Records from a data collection

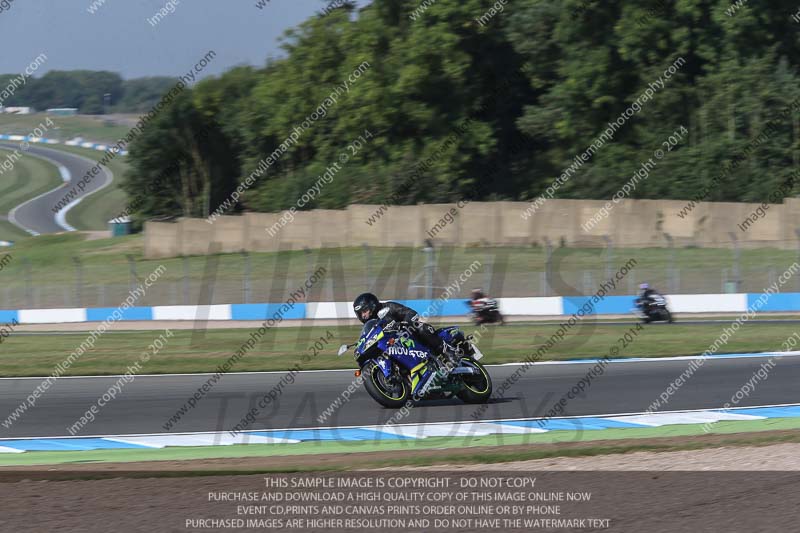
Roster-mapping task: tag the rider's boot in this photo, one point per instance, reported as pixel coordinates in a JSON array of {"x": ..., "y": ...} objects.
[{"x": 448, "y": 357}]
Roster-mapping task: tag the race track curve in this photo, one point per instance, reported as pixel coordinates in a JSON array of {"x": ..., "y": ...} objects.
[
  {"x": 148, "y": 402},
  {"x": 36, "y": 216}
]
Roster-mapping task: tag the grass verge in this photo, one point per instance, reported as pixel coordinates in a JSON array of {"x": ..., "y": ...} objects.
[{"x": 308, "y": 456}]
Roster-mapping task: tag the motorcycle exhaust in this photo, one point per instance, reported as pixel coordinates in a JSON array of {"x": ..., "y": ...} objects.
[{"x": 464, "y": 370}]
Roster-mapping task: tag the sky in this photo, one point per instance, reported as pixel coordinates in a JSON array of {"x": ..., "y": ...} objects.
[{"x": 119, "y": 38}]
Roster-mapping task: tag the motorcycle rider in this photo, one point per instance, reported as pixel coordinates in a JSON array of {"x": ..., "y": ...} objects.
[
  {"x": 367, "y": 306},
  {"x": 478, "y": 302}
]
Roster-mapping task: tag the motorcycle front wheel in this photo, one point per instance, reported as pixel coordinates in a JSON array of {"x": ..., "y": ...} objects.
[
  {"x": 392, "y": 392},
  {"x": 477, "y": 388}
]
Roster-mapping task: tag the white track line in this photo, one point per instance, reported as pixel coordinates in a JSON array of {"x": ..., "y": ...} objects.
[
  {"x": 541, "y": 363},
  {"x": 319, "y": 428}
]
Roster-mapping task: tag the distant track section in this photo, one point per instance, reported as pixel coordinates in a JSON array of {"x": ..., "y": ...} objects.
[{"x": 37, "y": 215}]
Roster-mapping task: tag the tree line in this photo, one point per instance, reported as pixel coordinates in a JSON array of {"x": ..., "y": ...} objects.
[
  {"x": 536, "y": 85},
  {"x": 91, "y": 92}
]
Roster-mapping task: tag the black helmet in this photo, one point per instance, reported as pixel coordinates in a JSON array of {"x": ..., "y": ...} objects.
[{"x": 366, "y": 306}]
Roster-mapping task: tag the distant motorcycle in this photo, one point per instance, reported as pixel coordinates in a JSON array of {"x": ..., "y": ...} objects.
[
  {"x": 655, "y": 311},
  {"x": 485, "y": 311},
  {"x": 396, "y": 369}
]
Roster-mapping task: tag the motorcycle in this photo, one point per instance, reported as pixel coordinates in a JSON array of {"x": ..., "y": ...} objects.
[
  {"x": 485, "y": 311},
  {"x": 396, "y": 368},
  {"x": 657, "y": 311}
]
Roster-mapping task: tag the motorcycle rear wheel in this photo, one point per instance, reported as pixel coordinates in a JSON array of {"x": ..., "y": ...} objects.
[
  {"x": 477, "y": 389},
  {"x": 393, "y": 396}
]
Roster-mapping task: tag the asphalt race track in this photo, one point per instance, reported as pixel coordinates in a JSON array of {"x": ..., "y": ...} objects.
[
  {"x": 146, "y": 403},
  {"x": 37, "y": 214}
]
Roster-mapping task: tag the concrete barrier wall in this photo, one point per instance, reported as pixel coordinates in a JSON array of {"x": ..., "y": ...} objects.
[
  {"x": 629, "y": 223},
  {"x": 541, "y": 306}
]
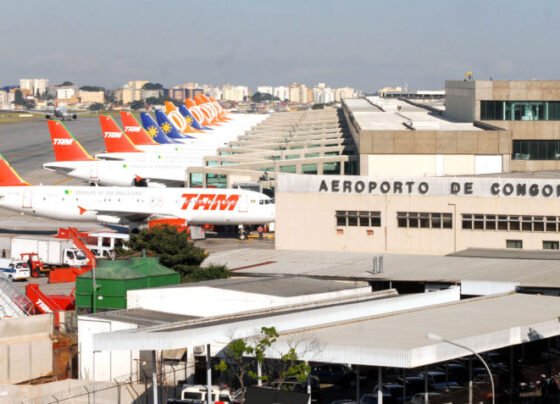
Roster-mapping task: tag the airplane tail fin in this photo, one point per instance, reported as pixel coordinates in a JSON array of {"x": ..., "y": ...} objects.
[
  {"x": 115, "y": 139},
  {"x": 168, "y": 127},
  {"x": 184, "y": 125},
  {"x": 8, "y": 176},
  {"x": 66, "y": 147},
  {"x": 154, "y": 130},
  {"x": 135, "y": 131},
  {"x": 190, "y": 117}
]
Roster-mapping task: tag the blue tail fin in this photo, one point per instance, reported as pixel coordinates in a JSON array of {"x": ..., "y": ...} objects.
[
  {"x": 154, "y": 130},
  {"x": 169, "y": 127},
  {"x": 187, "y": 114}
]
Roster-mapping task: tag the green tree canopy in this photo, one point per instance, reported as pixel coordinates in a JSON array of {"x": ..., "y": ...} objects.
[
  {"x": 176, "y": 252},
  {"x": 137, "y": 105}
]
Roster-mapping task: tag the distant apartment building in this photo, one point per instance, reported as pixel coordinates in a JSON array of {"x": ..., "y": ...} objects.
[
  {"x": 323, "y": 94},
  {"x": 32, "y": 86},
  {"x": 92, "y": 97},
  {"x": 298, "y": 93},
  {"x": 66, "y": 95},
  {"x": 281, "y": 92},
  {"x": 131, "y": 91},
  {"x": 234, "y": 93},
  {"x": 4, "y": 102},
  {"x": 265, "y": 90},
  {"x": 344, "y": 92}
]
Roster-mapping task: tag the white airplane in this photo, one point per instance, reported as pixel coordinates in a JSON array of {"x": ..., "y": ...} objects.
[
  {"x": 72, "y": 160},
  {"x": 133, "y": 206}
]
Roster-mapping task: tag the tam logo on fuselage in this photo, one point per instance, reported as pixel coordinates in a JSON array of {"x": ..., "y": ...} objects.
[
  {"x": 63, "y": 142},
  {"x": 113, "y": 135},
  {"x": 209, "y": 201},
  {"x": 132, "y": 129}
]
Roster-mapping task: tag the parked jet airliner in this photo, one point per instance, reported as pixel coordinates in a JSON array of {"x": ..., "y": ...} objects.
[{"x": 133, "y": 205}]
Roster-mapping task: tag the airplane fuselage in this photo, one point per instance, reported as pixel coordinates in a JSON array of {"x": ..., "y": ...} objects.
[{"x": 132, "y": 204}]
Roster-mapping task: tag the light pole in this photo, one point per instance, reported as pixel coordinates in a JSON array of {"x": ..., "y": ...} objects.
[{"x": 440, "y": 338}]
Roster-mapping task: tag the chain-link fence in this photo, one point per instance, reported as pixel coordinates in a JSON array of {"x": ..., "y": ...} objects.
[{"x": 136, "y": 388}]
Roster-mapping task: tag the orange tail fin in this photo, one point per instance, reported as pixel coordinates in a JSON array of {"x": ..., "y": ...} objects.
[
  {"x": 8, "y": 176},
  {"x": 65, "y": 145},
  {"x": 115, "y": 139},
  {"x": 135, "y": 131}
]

* What is needed: Copy out the rows from the line containing "Roster-mapping task: tag the chain-link" through the end of the rows, requests included, and add 117 to every x and y pixel coordinate in the answers.

* Written answer:
Roster-mapping task: tag the chain-link fence in this photo, one point per instance, reported as pixel coordinates in a JSON array of {"x": ..., "y": ...} objects.
[{"x": 253, "y": 505}]
Roster-mapping task: tag the orange tail fin in this photo, one point per instance, reported as pixel coordinates in a JSON array of {"x": ..., "y": ...} objects.
[
  {"x": 125, "y": 293},
  {"x": 182, "y": 262},
  {"x": 232, "y": 256},
  {"x": 252, "y": 248}
]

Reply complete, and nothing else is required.